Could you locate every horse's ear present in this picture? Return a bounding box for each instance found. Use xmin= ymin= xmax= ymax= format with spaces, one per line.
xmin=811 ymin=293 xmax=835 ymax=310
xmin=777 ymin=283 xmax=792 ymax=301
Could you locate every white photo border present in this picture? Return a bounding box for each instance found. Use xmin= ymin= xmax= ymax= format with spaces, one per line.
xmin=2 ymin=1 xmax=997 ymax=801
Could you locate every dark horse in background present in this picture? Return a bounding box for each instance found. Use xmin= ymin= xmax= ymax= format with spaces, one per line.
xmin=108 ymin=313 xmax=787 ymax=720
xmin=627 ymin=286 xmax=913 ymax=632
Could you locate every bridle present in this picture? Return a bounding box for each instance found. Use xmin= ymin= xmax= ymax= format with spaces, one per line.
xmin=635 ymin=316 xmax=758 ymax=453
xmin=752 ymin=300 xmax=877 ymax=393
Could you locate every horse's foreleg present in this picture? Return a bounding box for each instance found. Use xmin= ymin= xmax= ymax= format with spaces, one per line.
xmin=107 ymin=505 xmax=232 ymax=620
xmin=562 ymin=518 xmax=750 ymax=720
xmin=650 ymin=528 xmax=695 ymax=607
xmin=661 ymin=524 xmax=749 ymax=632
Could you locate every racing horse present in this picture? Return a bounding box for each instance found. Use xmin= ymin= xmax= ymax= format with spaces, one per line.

_ _ _ _ _ _ _

Reproduce the material above exactly; please quote every line of it.

Could you locate every horse's ear present in this picture? Return a bounding box for each instance found. Use xmin= ymin= xmax= ymax= format with spaces, one per line.
xmin=811 ymin=293 xmax=835 ymax=310
xmin=777 ymin=283 xmax=792 ymax=301
Could you locate every white photo border present in this picture? Return a bounding box for each instance found. Use xmin= ymin= xmax= ymax= format with spaces, one per line.
xmin=2 ymin=1 xmax=997 ymax=801
Could you locate every dark horse in background present in this picture? Return a bounding box for each instance found. Use xmin= ymin= xmax= ymax= format with spaces, one per line.
xmin=108 ymin=313 xmax=787 ymax=720
xmin=627 ymin=286 xmax=913 ymax=632
Could you locate every bridle present in this picture? Return a bounding box for each instance found. Use xmin= ymin= xmax= ymax= format with spaces, one per line.
xmin=635 ymin=316 xmax=758 ymax=453
xmin=752 ymin=300 xmax=877 ymax=393
Could you locate every horse's foreleg present in this picture? Return a bounding box for each instance found. Use xmin= ymin= xmax= ymax= format with spaces, one per line.
xmin=107 ymin=505 xmax=232 ymax=620
xmin=562 ymin=518 xmax=750 ymax=720
xmin=650 ymin=528 xmax=695 ymax=607
xmin=661 ymin=524 xmax=749 ymax=632
Could you locate every racing horse present in this picture? Return a bounding box for each instance found. Use xmin= ymin= xmax= ymax= format with spaces, one per line.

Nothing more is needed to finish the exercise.